**Problem details**
Could you reproduce every record below exactly, excluding all pictures?

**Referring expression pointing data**
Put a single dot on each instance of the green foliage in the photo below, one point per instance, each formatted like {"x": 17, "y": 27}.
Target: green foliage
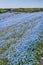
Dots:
{"x": 4, "y": 61}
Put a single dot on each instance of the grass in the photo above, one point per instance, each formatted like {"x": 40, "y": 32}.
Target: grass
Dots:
{"x": 4, "y": 61}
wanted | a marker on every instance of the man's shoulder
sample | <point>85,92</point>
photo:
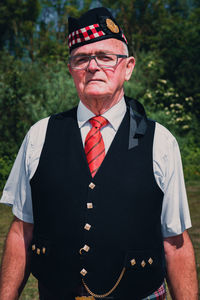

**Expected output**
Put a single dot on each instance of the green foliage in the photo below, one point per instance, each formatted like {"x": 17, "y": 27}.
Target: green foliage
Dots:
{"x": 4, "y": 61}
Put a single dot on each instance of the grass in the photo above, one point per instance, each formatted like {"x": 40, "y": 32}.
Target: grass
Dots:
{"x": 4, "y": 61}
wanted | a marker on every instance of the man's shoulder
sample | <point>85,92</point>
photo:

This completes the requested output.